- **Your assignment**
Give again every line from the one with "the blue sky?" through the last line of the data, exactly, and leave out the lines before it.
--
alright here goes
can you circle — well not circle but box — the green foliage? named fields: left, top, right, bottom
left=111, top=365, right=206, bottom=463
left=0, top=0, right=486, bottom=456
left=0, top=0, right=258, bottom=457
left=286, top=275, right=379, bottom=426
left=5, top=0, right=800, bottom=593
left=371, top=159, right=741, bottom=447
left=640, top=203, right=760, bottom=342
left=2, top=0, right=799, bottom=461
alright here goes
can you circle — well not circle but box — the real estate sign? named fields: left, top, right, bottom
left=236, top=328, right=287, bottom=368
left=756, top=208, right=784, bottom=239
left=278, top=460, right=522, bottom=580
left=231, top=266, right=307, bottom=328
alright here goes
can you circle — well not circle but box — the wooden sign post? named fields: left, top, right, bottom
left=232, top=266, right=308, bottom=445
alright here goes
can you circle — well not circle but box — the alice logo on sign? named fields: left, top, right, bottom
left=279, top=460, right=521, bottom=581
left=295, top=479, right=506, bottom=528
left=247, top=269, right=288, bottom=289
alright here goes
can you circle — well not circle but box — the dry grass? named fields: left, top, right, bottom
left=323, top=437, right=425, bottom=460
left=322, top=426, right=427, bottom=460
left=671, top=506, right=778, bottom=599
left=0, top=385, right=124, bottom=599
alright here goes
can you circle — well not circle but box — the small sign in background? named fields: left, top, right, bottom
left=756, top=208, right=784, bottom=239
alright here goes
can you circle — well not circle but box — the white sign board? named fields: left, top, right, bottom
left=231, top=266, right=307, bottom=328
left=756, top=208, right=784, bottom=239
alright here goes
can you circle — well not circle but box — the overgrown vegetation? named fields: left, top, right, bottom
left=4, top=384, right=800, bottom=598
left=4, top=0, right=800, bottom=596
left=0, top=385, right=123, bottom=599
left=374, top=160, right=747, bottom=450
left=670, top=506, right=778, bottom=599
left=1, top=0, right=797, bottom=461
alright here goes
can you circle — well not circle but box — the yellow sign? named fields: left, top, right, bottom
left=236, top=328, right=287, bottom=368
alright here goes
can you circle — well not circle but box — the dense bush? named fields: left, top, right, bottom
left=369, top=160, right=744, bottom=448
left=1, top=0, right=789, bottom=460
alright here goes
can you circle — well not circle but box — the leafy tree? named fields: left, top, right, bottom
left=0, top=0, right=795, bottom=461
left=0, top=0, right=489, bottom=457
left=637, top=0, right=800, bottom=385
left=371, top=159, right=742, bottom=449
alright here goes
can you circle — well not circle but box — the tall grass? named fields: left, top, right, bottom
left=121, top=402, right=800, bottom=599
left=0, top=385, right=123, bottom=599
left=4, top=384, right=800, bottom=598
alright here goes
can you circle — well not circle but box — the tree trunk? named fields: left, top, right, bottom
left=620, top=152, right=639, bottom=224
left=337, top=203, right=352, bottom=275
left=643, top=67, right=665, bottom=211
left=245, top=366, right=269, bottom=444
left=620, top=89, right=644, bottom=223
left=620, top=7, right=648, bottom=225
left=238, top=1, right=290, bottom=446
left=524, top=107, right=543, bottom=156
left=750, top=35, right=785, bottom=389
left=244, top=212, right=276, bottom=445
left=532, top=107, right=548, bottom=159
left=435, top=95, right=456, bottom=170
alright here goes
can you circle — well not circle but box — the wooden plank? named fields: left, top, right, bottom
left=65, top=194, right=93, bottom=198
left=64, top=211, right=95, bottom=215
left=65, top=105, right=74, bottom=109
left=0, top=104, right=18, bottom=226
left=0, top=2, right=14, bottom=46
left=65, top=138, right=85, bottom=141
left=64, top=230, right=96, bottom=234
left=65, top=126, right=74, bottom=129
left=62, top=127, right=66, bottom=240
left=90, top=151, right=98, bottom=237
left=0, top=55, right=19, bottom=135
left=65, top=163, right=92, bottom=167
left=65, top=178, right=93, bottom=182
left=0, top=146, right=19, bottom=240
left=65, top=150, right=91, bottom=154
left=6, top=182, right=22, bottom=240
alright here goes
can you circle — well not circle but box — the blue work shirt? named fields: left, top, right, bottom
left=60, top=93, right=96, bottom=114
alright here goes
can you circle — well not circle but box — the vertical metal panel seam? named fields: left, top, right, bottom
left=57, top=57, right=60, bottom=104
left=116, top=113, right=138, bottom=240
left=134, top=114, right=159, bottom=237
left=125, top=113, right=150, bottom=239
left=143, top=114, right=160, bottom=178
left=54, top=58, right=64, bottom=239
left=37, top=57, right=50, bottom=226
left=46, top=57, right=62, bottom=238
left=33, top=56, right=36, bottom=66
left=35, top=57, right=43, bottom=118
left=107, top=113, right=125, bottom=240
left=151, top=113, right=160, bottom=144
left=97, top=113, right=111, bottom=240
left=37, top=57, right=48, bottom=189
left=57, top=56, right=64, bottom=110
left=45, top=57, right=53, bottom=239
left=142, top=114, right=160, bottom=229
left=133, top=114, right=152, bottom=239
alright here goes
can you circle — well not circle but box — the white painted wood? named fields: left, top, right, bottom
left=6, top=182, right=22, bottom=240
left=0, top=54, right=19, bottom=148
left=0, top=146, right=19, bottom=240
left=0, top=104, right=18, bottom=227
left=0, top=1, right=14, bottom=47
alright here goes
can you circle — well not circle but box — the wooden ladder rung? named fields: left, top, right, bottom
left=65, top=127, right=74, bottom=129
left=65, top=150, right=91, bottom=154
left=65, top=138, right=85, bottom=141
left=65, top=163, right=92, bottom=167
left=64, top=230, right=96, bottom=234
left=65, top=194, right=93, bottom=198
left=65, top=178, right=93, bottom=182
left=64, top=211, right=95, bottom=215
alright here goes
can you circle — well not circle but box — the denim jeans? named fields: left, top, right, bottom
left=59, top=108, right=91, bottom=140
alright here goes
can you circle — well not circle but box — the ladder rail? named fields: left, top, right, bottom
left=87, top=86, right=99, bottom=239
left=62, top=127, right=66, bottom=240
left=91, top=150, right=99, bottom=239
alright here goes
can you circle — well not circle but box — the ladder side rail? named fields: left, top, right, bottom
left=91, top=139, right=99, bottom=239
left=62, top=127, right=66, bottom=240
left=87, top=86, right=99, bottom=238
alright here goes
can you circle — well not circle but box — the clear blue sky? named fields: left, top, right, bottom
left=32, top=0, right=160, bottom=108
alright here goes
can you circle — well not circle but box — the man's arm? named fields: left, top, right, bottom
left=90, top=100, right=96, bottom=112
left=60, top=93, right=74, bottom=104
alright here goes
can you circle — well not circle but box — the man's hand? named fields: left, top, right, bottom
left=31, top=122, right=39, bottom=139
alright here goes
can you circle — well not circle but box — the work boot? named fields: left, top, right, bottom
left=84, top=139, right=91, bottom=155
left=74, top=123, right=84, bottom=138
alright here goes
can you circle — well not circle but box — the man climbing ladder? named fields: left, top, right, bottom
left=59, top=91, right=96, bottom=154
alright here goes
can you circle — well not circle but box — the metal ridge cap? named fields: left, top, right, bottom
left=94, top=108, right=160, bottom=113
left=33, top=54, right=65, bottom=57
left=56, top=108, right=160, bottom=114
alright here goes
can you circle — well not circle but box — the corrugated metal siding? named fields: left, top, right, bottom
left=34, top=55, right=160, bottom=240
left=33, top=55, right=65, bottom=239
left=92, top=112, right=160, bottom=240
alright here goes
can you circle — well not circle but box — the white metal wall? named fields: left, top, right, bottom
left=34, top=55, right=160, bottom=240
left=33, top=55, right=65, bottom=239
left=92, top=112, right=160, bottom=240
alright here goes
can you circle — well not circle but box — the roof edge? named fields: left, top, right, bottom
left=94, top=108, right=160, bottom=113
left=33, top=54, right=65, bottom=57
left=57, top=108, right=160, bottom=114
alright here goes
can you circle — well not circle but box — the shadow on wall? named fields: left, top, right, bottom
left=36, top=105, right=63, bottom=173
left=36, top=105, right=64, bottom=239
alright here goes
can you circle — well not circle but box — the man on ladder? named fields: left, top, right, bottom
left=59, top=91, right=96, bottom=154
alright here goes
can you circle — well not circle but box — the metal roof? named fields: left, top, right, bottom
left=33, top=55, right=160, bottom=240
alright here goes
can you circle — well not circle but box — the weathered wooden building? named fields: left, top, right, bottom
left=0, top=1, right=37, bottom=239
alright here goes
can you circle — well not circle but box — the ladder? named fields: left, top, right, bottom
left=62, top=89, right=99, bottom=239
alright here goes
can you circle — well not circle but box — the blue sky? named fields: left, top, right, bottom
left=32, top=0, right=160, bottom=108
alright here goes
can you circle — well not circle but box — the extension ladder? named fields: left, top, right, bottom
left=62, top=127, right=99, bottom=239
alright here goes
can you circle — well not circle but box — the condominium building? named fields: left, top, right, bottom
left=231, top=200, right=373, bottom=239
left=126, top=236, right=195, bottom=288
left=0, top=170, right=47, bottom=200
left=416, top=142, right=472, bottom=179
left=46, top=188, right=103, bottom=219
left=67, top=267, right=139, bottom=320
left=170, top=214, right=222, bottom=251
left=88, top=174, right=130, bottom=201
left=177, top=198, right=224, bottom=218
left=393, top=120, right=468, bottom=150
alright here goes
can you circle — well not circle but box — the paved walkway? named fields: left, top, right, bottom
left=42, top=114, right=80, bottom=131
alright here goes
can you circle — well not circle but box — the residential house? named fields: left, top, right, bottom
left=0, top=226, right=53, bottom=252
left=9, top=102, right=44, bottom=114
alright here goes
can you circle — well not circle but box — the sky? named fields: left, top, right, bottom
--
- **Exercise solution**
can you circle — well not circle but box — the blue sky? named fields: left, top, right, bottom
left=32, top=0, right=160, bottom=108
alright here goes
can you circle — well not circle but box — the extension ladder? named fields: left, top, right, bottom
left=62, top=127, right=99, bottom=239
alright here goes
can you circle — well not circle but box — the condominium building? named fields: left, top, right, bottom
left=231, top=200, right=373, bottom=239
left=126, top=236, right=195, bottom=288
left=0, top=170, right=47, bottom=200
left=416, top=142, right=472, bottom=179
left=46, top=188, right=103, bottom=219
left=67, top=267, right=139, bottom=320
left=170, top=214, right=222, bottom=251
left=88, top=174, right=130, bottom=201
left=177, top=198, right=224, bottom=218
left=393, top=120, right=468, bottom=150
alright here goes
can you circle — well not circle but box — the paved walkway? named fields: left, top, right, bottom
left=42, top=114, right=80, bottom=131
alright here goes
can you circle — well not circle but box — the residential house? named fields: left, top, right, bottom
left=0, top=226, right=53, bottom=252
left=9, top=102, right=44, bottom=114
alright here goes
can you circle — well not circle but box — the sky? named fields: left, top, right, bottom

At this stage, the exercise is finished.